Records for this task |
==============================
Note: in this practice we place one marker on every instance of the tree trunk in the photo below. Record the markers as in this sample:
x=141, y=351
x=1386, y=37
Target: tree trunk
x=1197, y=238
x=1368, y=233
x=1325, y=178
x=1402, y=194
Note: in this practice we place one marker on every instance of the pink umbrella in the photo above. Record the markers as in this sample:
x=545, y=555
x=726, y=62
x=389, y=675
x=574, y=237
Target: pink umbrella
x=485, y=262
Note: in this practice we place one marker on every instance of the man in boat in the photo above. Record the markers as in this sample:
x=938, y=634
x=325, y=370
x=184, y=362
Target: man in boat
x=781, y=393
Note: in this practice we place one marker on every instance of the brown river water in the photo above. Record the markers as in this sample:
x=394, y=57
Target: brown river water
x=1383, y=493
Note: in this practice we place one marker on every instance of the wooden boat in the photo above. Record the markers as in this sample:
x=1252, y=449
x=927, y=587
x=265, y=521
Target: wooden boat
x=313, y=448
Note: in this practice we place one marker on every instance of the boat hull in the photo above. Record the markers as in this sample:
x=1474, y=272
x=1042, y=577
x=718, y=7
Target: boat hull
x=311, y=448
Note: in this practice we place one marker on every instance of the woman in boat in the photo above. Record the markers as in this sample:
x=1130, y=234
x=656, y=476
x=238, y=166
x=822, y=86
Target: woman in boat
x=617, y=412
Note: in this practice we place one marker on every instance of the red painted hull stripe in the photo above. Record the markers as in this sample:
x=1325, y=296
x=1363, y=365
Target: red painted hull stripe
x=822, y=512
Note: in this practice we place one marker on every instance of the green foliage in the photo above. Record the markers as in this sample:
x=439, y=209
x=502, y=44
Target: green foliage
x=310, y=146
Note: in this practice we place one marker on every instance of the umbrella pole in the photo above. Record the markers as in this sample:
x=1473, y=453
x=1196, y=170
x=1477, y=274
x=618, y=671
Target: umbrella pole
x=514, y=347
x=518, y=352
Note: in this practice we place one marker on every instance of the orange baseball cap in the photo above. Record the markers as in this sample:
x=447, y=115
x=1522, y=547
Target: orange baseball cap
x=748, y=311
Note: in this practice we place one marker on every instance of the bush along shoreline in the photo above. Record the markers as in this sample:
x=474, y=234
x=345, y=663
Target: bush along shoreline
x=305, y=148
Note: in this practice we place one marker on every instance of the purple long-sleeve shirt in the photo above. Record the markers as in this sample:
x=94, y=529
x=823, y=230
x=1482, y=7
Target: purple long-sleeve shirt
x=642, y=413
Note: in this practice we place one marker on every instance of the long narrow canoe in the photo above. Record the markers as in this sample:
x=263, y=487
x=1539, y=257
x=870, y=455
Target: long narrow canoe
==============================
Goal | Copy the entries from their first line through the line containing "x=781, y=393", both included, with every line reproduced unchanged.

Exercise response |
Note: in this practice we place one marker on every instance of the tree trunk in the photo below. Record the markers as in this sample:
x=141, y=351
x=1386, y=37
Target: tree trunk
x=1197, y=238
x=1368, y=233
x=1325, y=178
x=1402, y=194
Note: in this practice we place one marker on every instance of the pink umbrella in the photo above. Record the markers as in this sample:
x=545, y=555
x=726, y=62
x=389, y=675
x=574, y=237
Target: pink umbrella
x=485, y=262
Note: in this practice we place one marker on every instance of the man in boat in the photo above. Record the markers as in this sample:
x=938, y=634
x=325, y=370
x=184, y=362
Target: man in boat
x=781, y=393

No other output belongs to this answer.